• **WHAT THIS TASK INVOLVES**
Resume the passage on entropy and the "brand new information" claim, writing on from its final sentence.

Let's get back to the "brand new information" claim.  Well, there's more information all the time, because entropy is (as a whole) increasing all the time, as per the second law of thermodynamics.  Plus the universe is expanding, so that the Berkinstein limit for the universe is increasing, and thus the potential for entropy is also increasing.  Perhaps it could be argued that there was a sudden jump in entropy from zero (when there was nothing, including no space and no time) to non-zero (when the universe was in a hot dense state, prior to the big bang), but this was to what is considered to be an extremely low state of entropy - so this is not particularly surprising given that we've noticed that the universe tends towards increased entropy and it would be natural, if there were to be an increase from nothing, that this increase would be to "very close to nothing".  The sudden appearance of large swathes of entropy would indeed be disturbing, but that's not what the data indicates.

But perhaps this isn't what Andrews and his fellow fine-tuners mean.  I don't think it is.

• **DATA SHOWN**
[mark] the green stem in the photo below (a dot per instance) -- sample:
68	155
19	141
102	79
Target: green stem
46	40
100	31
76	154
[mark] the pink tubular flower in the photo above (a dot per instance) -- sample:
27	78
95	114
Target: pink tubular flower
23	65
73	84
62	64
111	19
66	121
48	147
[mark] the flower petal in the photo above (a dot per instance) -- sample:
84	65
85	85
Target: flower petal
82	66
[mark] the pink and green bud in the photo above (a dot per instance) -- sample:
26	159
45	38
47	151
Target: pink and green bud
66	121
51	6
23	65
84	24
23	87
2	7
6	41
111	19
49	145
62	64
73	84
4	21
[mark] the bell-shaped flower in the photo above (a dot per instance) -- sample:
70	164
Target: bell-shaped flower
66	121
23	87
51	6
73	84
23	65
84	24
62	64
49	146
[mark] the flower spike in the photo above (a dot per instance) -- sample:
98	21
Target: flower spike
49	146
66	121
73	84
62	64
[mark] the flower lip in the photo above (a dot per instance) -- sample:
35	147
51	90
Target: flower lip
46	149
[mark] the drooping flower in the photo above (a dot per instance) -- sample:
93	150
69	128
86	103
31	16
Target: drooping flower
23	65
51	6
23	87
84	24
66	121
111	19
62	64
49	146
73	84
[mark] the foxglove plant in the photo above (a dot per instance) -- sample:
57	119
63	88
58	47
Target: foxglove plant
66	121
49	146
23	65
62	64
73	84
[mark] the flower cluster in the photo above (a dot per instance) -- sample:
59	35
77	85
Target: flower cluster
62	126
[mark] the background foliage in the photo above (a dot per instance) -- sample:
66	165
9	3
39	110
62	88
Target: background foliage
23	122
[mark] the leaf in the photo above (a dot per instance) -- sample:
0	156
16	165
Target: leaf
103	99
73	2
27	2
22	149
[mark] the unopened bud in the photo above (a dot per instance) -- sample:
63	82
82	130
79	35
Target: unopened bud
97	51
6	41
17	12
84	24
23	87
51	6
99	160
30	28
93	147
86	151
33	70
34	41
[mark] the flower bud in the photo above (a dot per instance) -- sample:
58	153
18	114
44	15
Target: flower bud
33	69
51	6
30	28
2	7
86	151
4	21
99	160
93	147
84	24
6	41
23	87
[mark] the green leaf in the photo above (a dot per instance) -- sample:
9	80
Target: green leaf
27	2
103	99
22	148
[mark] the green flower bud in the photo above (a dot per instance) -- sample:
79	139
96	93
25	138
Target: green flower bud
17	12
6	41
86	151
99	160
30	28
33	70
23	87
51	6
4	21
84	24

* * *

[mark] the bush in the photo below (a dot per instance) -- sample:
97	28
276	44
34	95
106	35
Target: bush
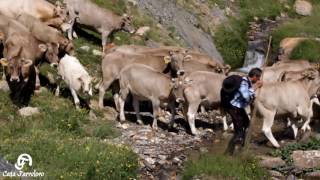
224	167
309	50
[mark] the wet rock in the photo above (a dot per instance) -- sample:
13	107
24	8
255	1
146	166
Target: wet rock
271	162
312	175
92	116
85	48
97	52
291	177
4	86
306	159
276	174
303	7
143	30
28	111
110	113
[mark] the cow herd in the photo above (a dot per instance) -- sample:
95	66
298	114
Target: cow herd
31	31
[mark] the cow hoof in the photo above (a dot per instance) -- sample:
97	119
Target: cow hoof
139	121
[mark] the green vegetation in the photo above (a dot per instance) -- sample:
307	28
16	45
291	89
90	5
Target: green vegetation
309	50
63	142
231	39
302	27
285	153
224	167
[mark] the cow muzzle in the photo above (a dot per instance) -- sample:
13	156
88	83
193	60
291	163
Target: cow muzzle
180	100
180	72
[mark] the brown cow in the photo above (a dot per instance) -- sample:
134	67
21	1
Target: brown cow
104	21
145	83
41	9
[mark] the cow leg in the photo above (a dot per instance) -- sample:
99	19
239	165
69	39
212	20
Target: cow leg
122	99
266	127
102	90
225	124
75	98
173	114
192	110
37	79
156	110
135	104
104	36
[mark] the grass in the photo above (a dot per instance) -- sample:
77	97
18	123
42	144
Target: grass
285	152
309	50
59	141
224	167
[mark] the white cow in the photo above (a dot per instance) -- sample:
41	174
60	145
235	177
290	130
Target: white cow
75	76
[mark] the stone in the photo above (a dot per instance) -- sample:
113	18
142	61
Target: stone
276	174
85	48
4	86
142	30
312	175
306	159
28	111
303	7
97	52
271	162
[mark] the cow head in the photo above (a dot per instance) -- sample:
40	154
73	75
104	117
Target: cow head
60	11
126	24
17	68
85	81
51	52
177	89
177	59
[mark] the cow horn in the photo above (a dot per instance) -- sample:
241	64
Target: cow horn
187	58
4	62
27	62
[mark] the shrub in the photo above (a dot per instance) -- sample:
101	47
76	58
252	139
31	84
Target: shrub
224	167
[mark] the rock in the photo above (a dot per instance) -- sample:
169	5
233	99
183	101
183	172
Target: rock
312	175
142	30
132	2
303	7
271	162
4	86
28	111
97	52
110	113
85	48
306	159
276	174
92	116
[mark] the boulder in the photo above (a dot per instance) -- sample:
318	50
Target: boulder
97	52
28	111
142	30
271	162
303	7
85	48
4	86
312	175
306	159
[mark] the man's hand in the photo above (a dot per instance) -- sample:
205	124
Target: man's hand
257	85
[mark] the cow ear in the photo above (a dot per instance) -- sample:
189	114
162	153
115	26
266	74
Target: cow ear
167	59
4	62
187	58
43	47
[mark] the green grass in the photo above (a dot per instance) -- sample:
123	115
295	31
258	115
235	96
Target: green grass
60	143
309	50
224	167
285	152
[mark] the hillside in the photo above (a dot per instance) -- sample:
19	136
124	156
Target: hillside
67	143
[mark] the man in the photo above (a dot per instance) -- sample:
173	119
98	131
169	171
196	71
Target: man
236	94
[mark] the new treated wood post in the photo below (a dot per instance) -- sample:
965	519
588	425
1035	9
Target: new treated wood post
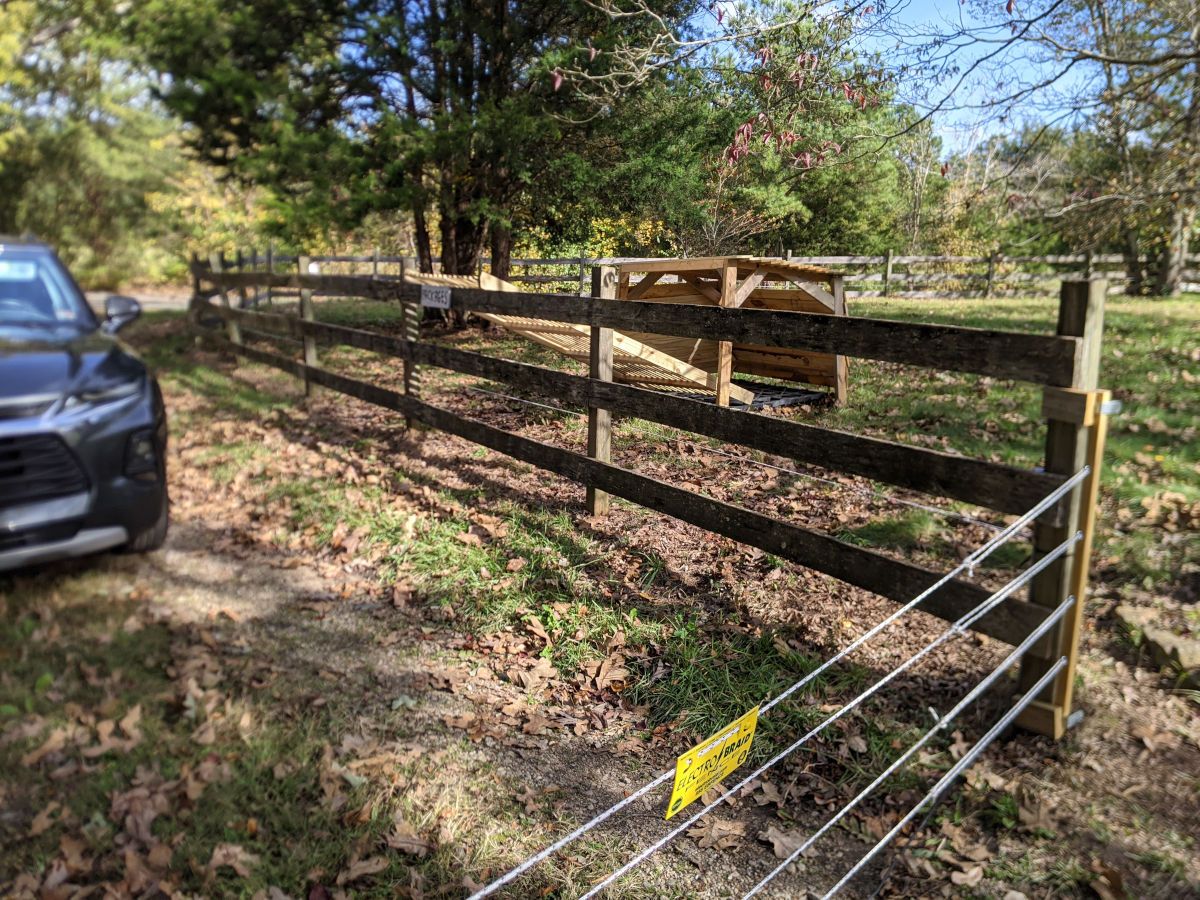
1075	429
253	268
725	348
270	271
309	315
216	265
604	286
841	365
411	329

• **RESPONSE TO THIS EXERCISE**
I think they are thinking of the pre-universe as being a sort of tabula rasa, a clean slate, a blank page, a clear bench and then - shazam - meaningful stuff appears.  Not just an extremely low entropy concentration of energy, but also some sort of predetermined, inbuilt rule book detailing how energy and space-time should interact in order that humans should emerge about thirteen and a half billion years later.  This is akin to not only putting a pile of flour on the bench, but also precoding it miraculously form a very specific form of bread.  Which works perfectly if we consider ourselves to be as important as bread in the analogy and not something more simple, like a meaningless spot of mould in an obscure crack on the bench that would be totally invisible to the non-existent owner of the kitchen.

Consider a different sort of tabula rasa.  A white expanse on which there is one fleck of black.  Say that this expanse could be broken up into a million billion data points and the fleck covers one and only one of these.  That single fleck represents a lot of information, because it's very surprising that only one point on the grid is black - it's one in a million billion.  But can we really say that this information could only originate in a mind?  No, I don't think so.  The wind could have dropped that fleck there.  It could be a tiny bit of ant poo.  While it might take some effort to uniquely identify which spot on the expanse contains that fleck, it's not necessarily of great import.

But again, I don't think that this is what these apologists really mean.

What I think they mean is that if you sat down and decided to not only design a universe, but to design this one, specifically this one, then you would need a lot of information.  Imagine the amount of data required to accurately model the universe in all its detail!  It would be staggeringly huge amounts of information.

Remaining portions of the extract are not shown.